▶ SELECTED PASSAGE:

..........

Metadata fail: 230 GHCN land stations actually in the water

Why is this important? Well if you are calculating UHI for stations by looking at satellite images of nightlights, like GISS does (see my post on it at CA) , you’ll find that there’s generally no city lights in the water, leading you to think you’ve got no urbanization around the station. Using only 10 lines of code, Steve Mosher finds 230 errors in NCDC’s Global Historical Climatological Network (GHCN) data that places the station over water, when it should be on land. Does this affect the calculation of Earth’s surface temperature? Steve Mosher investigates. – Anthony

Wetbulb Temperature

by Steven Mosher

This google map display is just one of 230 GHCN stations that is located in the water. After finding instances of this phenomena over and over, it seemed an easy thing to find and analyze all such cases in GHCN. The issue matters for a two reasons:

In my temperature analysis program I use a land/water mask to isolate land temperatures from sea temperatures and to weight the temperatures by the land area. An area that would be zero in the ocean, of course.
Hansen2010 uses nightlights based on station location and in most cases the lights at a coastal location are brighter than those off shore. Although I have seen “blooming” even in radiance calibrated lights such that “water pixels” do on occasion have lights on them.

The process of finding “wet stations” is trivial in the “raster” package of R. All that is needed is high resolution land/sea mask. In my previous work, I used a ¼ degree base map. ¼ degree is roughly 25km at the equator. I was able to find a 1km land mask used by satellites. That data is read in one line of code, and then it is simple matter to determine which stations are “wet”. Since NCDC is updating the GHCN V3 inventory I have alerted them to the problem and will, of course provide the code. I have yet to write NASA GISS. Since H2010 is already in the publishing process, I’m unsure of the correct path forward.

..........

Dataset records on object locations

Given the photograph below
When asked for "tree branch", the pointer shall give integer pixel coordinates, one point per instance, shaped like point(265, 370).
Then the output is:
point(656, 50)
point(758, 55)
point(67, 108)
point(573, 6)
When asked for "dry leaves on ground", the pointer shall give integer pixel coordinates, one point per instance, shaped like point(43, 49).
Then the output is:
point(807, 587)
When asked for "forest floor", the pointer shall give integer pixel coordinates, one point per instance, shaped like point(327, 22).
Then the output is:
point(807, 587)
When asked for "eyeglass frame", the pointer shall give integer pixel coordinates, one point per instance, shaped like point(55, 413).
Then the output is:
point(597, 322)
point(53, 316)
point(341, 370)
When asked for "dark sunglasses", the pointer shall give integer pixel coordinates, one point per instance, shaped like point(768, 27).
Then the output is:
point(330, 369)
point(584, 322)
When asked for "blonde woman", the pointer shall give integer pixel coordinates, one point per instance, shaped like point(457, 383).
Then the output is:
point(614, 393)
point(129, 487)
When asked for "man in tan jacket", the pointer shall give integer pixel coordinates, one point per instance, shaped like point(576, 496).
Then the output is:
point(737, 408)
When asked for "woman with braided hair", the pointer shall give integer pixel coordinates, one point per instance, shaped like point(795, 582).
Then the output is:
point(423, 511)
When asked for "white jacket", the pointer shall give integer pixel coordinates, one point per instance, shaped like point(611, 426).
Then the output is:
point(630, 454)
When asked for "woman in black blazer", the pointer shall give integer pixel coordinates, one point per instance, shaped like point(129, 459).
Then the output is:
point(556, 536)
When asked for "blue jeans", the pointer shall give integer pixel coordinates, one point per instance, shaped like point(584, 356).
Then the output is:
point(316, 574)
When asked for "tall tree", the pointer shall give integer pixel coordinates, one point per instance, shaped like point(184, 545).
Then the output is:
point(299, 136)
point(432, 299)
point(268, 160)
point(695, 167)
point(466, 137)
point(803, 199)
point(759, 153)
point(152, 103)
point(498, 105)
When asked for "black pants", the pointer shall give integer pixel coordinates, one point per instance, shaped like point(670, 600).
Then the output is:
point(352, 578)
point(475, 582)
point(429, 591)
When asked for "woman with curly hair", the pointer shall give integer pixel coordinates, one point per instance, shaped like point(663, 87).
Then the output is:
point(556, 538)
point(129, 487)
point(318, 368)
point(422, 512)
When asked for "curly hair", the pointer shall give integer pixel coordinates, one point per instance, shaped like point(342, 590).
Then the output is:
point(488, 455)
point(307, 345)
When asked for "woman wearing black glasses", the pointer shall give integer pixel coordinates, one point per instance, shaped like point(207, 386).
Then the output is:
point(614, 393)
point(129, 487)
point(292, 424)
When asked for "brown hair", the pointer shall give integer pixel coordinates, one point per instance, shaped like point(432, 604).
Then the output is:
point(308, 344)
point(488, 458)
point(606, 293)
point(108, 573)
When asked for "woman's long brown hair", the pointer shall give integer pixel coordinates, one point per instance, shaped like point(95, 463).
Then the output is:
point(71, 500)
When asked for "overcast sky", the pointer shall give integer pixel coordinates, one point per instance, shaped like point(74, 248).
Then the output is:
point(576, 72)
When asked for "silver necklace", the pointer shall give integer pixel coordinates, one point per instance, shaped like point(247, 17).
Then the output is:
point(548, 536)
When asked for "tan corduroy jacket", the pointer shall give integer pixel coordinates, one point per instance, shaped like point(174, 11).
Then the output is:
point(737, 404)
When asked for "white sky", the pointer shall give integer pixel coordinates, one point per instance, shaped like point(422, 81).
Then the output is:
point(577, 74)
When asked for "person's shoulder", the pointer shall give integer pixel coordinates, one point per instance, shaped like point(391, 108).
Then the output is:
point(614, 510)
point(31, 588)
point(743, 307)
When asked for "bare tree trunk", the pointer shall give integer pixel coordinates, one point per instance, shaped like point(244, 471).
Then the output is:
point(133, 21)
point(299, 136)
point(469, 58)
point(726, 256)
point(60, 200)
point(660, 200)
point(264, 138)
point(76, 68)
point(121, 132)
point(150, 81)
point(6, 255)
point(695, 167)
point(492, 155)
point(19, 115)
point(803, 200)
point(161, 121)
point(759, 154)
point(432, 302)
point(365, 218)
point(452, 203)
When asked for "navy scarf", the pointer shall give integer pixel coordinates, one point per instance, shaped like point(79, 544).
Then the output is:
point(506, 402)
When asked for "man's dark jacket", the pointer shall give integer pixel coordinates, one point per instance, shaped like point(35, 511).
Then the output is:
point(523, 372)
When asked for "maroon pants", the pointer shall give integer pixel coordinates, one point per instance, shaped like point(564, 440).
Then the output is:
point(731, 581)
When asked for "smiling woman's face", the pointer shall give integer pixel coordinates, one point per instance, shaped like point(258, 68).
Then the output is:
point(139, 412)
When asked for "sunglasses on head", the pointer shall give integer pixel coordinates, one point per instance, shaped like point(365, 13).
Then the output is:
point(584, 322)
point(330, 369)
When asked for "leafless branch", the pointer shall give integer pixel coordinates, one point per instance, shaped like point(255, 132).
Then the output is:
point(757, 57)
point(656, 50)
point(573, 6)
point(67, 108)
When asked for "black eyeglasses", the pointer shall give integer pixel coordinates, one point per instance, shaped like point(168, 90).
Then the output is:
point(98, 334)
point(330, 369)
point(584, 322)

..........

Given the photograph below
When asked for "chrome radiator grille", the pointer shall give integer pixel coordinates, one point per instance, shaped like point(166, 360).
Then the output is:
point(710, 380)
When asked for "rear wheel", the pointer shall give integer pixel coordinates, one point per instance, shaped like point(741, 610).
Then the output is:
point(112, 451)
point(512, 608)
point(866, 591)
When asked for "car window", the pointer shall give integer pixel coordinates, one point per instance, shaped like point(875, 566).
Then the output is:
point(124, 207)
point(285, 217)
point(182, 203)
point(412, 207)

..........

▶ PROBLEM STATEMENT:
In the post about GHCN stations located in the water, can you reproduce word for word the part that opens with the words containing "by Steven Mosher" and closes with "lights on them."?

▶ RESULT:
by Steven Mosher

This google map display is just one of 230 GHCN stations that is located in the water. After finding instances of this phenomena over and over, it seemed an easy thing to find and analyze all such cases in GHCN. The issue matters for a two reasons:

In my temperature analysis program I use a land/water mask to isolate land temperatures from sea temperatures and to weight the temperatures by the land area. An area that would be zero in the ocean, of course.
Hansen2010 uses nightlights based on station location and in most cases the lights at a coastal location are brighter than those off shore. Although I have seen “blooming” even in radiance calibrated lights such that “water pixels” do on occasion have lights on them.